• **WORK TO COMPLETE**
Please continue the mailing-list reply about the RCU patch for an infinite loop in rcu_gp_cleanup(), picking up after its last line.

• **TEXT EXTRACT**
* * * * * * *
Re: [PATCH] rcu: fix an infinite loop in rcu_gp_cleanup()

From: Qian Cai
Date: Mon Dec 16 2019 - 09:13:03 EST




> On Dec 15, 2019, at 3:16 PM, Paul E. McKenney <paulmck@xxxxxxxxxx> wrote:
>
> On Sun, Dec 15, 2019 at 01:52:42AM -0500, Qian Cai wrote:
>> The commit 82150cb53dcb ("rcu: React to callback overload by
>> aggressively seeking quiescent states") introduced an infinite loop
>> during boot here,
>>
>> // Reset overload indication for CPUs no longer overloaded
>> for_each_leaf_node_cpu_mask(rnp, cpu, rnp->cbovldmask) {
>> rdp = per_cpu_ptr(&rcu_data, cpu);
>> check_cb_ovld_locked(rdp, rnp);
>> }
>>
>> because on an affected machine,
>>
>> rnp->cbovldmask = 0
>> rnp->grphi = 127
>> rnp->grplo = 0
>
> Your powerpc.config file from your first email shows:
>
> rcu: Adjusting geometry for rcu_fanout_leaf=16, nr_cpu_ids=128
>
> So this should be the root rcu_node structure (as opposed to one of the
> eight leaf rcu_node structures, each of which should have the difference
> between rnp->grphi and rnp->grplo equal to 15). And RCU should not be
> invoking for_each_leaf_node_cpu_mask() on this rcu_node structure.
* * * * * * *
• **EXTRACTED MATERIAL**
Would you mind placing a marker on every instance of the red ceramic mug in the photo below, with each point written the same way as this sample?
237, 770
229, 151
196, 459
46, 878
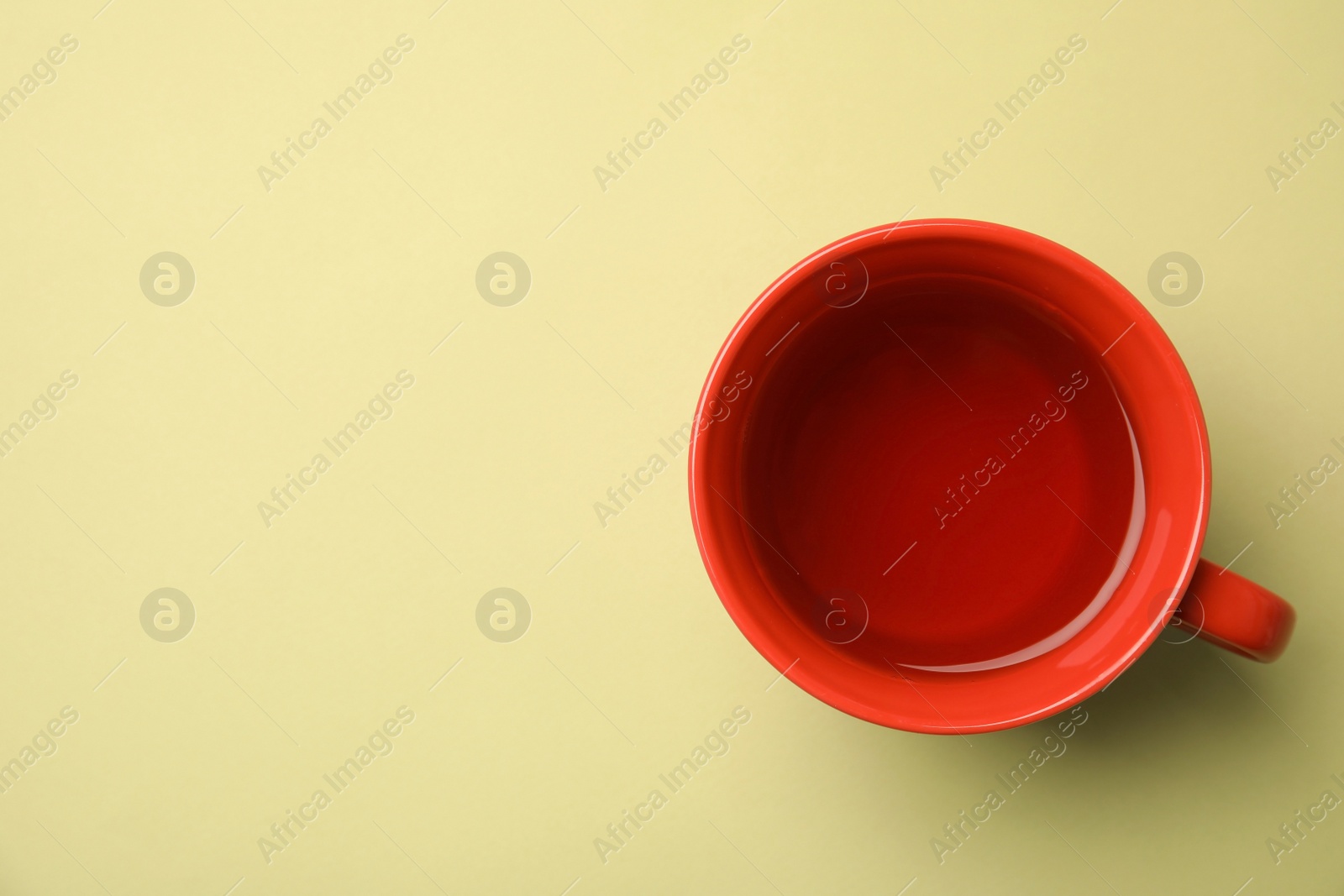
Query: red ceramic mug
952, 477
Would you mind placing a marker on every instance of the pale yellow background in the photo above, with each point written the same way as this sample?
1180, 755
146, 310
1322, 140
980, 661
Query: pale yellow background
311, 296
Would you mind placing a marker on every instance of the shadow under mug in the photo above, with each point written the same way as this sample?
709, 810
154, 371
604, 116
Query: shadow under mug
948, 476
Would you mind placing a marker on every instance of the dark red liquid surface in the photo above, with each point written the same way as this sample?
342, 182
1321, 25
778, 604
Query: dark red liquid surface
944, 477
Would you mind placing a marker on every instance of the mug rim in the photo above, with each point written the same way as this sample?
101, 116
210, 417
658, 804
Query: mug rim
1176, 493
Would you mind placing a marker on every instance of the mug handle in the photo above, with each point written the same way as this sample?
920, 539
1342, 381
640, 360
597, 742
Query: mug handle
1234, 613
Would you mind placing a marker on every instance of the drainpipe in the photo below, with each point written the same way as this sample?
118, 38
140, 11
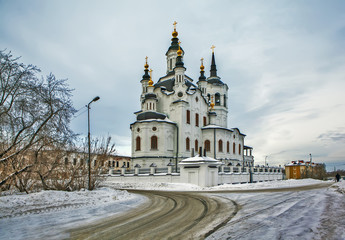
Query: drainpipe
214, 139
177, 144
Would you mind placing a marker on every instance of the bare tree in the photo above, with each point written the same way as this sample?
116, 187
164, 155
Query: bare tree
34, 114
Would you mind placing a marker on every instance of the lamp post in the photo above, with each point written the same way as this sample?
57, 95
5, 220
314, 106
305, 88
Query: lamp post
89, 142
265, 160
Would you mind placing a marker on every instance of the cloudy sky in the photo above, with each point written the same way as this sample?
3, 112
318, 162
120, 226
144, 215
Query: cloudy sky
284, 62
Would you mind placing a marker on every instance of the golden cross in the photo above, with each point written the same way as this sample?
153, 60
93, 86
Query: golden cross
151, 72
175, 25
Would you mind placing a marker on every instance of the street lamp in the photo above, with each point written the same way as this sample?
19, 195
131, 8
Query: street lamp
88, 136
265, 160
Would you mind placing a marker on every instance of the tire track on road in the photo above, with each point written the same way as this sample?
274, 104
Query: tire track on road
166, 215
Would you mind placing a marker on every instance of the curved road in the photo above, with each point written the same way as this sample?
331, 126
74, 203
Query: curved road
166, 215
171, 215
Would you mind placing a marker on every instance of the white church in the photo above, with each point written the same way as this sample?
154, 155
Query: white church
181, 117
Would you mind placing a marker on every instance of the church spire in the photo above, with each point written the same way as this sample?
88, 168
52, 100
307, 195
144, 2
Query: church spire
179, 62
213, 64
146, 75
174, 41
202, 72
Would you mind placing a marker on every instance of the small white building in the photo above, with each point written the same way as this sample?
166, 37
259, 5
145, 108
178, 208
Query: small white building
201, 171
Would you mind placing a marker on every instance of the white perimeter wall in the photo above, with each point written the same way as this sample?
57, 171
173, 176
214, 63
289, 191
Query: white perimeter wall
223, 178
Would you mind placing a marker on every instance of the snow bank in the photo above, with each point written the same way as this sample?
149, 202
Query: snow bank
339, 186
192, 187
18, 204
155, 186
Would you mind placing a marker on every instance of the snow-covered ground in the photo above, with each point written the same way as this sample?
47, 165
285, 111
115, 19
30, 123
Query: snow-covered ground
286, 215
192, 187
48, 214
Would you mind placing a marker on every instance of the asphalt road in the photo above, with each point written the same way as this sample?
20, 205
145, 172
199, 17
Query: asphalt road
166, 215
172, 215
* * * * * * *
• **WRITTEN RESPONSE**
>
>> It ends up with "cpu" is always 64 and never be able to get out of the
>> loop due to "cpu <= rnp->grphi". It is pointless to enter the loop when
>> the cpumask is 0 as there is no CPU would be able to match it.
>>
>> Fixes: 82150cb53dcb ("rcu: React to callback overload by aggressively seeking quiescent states")
>> Signed-off-by: Qian Cai <cai@xxxxxx>
>> ---
>> kernel/rcu/rcu.h | 2 +-
>> 1 file changed, 1 insertion(+), 1 deletion(-)
>>
>> diff --git a/kernel/rcu/rcu.h b/kernel/rcu/rcu.h
>> index ab504fbc76ca..fb691ec86df4 100644
>> --- a/kernel/rcu/rcu.h
>> +++ b/kernel/rcu/rcu.h
>> @@ -363,7 +363,7 @@ static inline void rcu_init_levelspread(int *levelspread, const int *levelcnt)
>> ((rnp)->grplo + find_next_bit(&(mask), BITS_PER_LONG, (cpu)))
>> #define for_each_leaf_node_cpu_mask(rnp, cpu, mask) \
>> for ((cpu) = rcu_find_next_bit((rnp), 0, (mask)); \
>> - (cpu) <= rnp->grphi; \
>> + (cpu) <= rnp->grphi && (mask); \
>> (cpu) = rcu_find_next_bit((rnp), (cpu) + 1 - (rnp->grplo), (mask)))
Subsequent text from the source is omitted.